Your task =>
Write out exactly, please, the lines from the one containing "the butterfly abdomen" to the end of the material.

Material for this task =>
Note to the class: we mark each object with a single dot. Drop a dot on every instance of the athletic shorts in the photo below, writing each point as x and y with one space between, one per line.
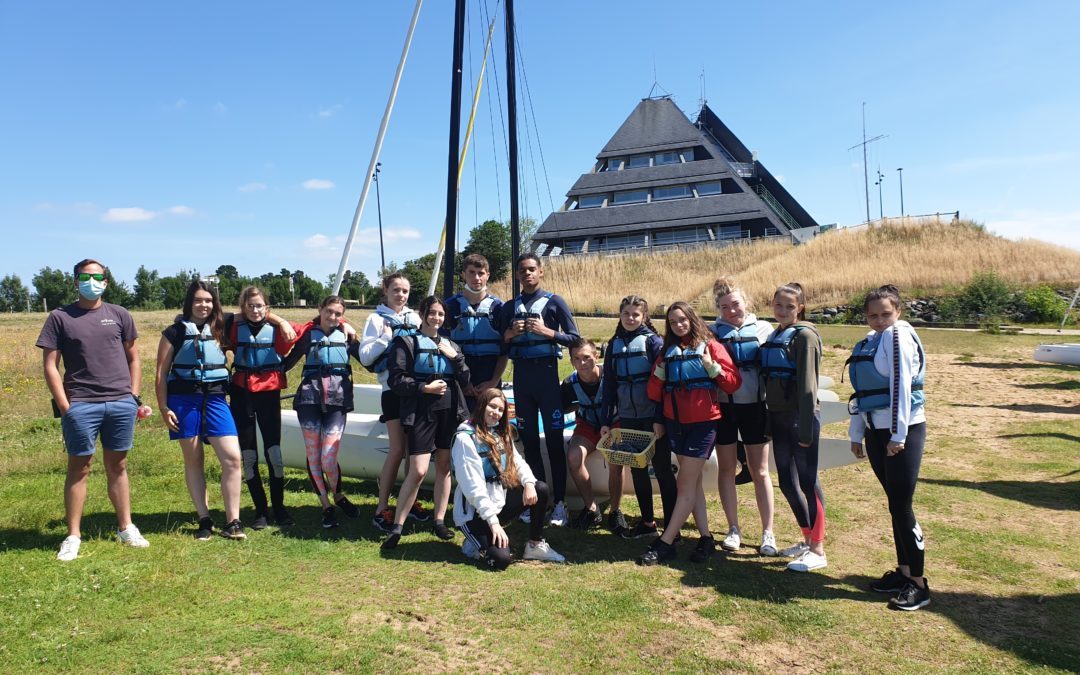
746 420
85 420
194 420
391 406
586 431
692 440
428 435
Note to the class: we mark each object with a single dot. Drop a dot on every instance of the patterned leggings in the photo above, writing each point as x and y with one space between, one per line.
322 439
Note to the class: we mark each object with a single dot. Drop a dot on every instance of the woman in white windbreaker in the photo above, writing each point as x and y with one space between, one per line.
495 486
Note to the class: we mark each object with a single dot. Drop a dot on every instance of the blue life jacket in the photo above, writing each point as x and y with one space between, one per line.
200 358
774 356
685 368
474 332
632 369
401 328
741 342
327 354
490 474
872 388
428 362
589 408
529 345
255 352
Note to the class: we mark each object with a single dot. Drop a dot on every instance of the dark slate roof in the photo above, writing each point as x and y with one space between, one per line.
655 125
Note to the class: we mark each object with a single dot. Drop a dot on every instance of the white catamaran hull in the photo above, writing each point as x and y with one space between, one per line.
365 445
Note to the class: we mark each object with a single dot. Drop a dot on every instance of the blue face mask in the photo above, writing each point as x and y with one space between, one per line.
91 289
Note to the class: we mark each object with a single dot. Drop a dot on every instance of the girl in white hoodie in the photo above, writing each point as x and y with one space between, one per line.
887 370
495 486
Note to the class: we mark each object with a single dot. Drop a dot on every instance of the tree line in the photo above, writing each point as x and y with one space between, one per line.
150 291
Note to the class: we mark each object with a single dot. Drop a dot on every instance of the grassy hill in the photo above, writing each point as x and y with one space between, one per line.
920 256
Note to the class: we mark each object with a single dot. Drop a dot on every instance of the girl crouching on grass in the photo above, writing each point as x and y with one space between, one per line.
685 382
791 360
887 369
495 486
428 373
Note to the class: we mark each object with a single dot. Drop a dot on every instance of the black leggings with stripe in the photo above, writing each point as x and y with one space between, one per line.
899 475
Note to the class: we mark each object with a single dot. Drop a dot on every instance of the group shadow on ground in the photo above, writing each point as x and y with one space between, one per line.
1036 629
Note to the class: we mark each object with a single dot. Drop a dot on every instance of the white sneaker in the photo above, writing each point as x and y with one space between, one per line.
796 550
133 538
542 552
809 561
732 541
768 543
69 549
470 550
558 515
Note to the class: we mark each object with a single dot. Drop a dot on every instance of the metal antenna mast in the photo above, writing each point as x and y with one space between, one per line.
866 176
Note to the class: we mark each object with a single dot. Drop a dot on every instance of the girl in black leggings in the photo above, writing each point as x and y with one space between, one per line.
887 370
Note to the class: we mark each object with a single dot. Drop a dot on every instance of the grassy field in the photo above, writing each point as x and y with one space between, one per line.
917 255
999 501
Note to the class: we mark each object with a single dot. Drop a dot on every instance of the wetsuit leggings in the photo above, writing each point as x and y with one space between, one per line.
797 468
322 439
264 408
898 475
662 469
537 390
480 531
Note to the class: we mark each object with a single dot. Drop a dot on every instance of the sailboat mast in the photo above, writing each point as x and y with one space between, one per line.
512 132
451 162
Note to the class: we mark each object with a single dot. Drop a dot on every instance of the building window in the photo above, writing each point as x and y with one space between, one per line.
591 201
632 197
705 189
677 191
665 158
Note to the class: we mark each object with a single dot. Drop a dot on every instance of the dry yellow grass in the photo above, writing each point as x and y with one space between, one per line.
927 255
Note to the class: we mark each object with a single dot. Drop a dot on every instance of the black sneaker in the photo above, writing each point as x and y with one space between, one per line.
442 531
617 522
704 550
234 530
892 581
588 520
282 518
639 530
912 597
659 552
391 541
347 507
205 529
328 518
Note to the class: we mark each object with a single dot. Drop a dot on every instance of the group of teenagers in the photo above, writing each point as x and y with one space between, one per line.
731 386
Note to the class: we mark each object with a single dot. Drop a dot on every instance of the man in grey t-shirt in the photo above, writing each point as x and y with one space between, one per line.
96 395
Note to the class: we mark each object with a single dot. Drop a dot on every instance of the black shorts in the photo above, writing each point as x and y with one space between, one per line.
428 435
746 420
391 406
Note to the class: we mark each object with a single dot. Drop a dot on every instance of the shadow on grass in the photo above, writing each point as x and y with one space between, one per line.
1036 629
1042 494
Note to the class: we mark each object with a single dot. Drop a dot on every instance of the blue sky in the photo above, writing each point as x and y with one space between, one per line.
190 135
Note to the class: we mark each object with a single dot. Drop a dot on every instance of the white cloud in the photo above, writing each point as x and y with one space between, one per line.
130 214
328 112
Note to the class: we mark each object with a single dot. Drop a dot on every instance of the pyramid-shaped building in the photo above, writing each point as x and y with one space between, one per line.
663 180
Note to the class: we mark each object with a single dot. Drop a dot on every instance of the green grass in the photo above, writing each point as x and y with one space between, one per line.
999 508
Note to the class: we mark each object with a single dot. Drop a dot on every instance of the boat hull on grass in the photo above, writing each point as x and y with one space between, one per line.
365 444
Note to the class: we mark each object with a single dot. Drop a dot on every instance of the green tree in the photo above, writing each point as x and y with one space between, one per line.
14 295
56 287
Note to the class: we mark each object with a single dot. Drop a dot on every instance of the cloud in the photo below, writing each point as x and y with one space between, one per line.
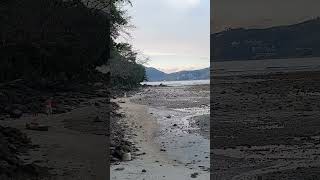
183 4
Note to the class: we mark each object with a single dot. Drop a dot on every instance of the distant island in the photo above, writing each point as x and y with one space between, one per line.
293 41
154 74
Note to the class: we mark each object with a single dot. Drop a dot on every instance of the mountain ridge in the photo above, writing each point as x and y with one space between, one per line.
279 42
154 74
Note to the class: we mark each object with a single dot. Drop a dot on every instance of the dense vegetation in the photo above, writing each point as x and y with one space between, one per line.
126 71
64 41
52 40
293 41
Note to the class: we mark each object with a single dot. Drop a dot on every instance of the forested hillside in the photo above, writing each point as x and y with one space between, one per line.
292 41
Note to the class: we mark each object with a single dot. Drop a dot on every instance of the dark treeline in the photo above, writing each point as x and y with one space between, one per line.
64 41
51 39
125 70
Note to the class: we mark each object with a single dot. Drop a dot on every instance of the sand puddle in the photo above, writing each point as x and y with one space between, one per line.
176 136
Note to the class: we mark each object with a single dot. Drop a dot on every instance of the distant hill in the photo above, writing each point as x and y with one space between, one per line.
292 41
154 74
157 75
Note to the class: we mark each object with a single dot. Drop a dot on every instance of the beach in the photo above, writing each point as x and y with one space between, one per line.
265 126
163 123
75 145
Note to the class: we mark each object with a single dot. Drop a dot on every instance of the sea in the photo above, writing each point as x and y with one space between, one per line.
178 83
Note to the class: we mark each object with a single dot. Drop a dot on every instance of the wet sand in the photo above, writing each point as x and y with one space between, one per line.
266 126
170 147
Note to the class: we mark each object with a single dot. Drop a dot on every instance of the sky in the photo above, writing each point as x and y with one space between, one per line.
174 34
260 13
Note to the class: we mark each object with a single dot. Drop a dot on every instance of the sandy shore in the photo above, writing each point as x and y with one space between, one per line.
157 158
266 126
74 147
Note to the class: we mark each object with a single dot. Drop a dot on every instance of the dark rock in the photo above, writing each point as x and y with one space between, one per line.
16 113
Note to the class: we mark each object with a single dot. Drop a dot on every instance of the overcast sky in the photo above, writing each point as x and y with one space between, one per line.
261 13
173 33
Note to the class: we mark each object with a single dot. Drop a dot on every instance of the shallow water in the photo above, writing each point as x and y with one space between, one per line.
177 138
245 67
177 83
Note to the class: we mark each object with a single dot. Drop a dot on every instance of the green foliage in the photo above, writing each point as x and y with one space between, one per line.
125 71
51 39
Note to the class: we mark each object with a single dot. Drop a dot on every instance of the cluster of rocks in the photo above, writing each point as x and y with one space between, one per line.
121 148
19 97
12 144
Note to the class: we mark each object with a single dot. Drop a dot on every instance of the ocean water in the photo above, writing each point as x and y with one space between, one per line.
178 83
264 66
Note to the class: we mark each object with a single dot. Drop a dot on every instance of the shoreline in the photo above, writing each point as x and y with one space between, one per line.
156 159
66 150
265 126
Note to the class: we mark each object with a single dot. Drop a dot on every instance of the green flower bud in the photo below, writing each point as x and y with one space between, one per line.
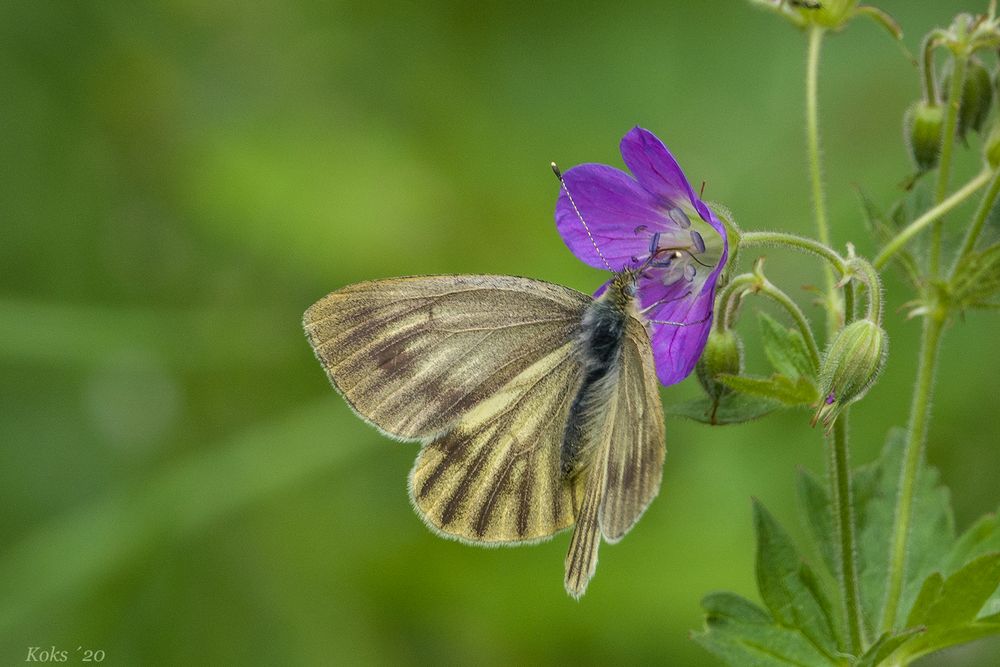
723 354
851 365
830 13
922 130
977 97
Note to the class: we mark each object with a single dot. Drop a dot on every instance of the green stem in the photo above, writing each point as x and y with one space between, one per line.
871 280
767 288
795 242
728 300
978 220
927 69
815 164
899 241
840 484
947 147
916 436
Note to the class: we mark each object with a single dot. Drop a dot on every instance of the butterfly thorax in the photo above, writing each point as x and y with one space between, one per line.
602 330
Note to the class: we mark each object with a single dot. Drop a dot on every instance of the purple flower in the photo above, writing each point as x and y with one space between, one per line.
651 222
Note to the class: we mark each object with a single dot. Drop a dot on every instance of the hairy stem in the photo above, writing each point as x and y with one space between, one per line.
795 242
840 485
728 300
978 220
916 436
900 240
871 280
815 163
947 147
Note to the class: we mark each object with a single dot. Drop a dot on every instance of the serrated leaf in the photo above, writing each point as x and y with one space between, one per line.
752 645
815 504
980 538
928 596
931 532
781 388
782 582
785 349
885 646
733 408
937 640
951 619
724 605
977 280
741 633
965 592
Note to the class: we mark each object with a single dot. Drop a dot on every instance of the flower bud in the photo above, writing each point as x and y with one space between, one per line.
922 128
851 365
976 100
723 354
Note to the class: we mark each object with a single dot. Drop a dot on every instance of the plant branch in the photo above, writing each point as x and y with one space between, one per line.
947 146
916 436
978 220
897 242
795 242
840 484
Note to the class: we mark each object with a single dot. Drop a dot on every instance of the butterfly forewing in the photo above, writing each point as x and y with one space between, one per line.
636 449
495 476
411 355
489 373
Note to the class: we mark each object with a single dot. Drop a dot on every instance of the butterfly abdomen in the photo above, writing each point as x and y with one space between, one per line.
602 333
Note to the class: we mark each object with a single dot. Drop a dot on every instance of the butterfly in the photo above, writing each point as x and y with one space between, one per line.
537 406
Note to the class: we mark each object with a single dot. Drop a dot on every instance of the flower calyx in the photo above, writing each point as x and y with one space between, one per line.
922 126
851 365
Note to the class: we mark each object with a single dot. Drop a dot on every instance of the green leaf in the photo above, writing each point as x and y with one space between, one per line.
733 408
965 592
785 349
941 639
780 388
788 587
817 513
926 598
883 230
980 538
741 633
724 605
949 608
885 645
977 280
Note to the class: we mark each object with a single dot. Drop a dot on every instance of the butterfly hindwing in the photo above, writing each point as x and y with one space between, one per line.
411 355
623 475
495 476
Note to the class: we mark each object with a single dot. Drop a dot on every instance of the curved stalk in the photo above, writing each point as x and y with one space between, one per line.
897 242
978 220
795 242
815 163
947 146
842 500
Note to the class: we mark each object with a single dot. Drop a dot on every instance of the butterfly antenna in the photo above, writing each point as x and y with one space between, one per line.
586 227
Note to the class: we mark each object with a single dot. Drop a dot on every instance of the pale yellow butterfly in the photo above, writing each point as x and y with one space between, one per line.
537 405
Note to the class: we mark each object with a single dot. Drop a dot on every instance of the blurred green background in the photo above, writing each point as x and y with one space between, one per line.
179 181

Full response =>
Note to the class: we mark each object with a single dot. Drop a dot on every instance of the butterfly abdomen in the photo above, writing each point as x and y with one space between, one per line.
602 333
Note to the class: we mark each object with a single dot. Drop a dot on every instance of the butterfly in the photo above, writing each point as x and y with one space between, one per line.
537 406
Note to the class: we mark each object with a single dot. Drop a dot on every instance of the flower calyx in the photo above, writing each point as x and y with one space between, one per line.
922 126
851 365
Note to the class: we mark each object with a single dot. Drop a dot on every instance of the green leaf in the photo above, writing each point as x and y with one space between, one per line.
733 408
965 592
785 349
941 639
780 388
788 587
817 513
926 598
883 230
980 538
741 633
724 605
949 608
885 645
977 280
Note to the class: we mark each object with a single dot. Drop a dot on every instance of the butterfly hindwing in the photo above, writing each point as x and y with one space between, one per line.
411 355
623 475
495 476
Note to the class: we mark each object with a single dot. Drop a dot on every instance of the curved stalk in the photo above, writing each point as x and y with one space between, one per line.
897 242
978 220
795 242
815 163
947 146
842 500
Note to the class: we mark each object with a single dot. Drop a dot on every instance of the butterfly antenna in the photo above, writing each point as x and y with one space between, one per line.
586 227
Note to the class: we mark each object with a single dot. Drop a dot on every instance of the pale yellow butterfly in the photo above, writing each point as x and y with one space between, one per line.
537 405
Note to the class: we mark each object with a single dot. Drop a dot on every instance of the blurred green background in the photo above, writing each point as x and y with one space between, one per line.
179 181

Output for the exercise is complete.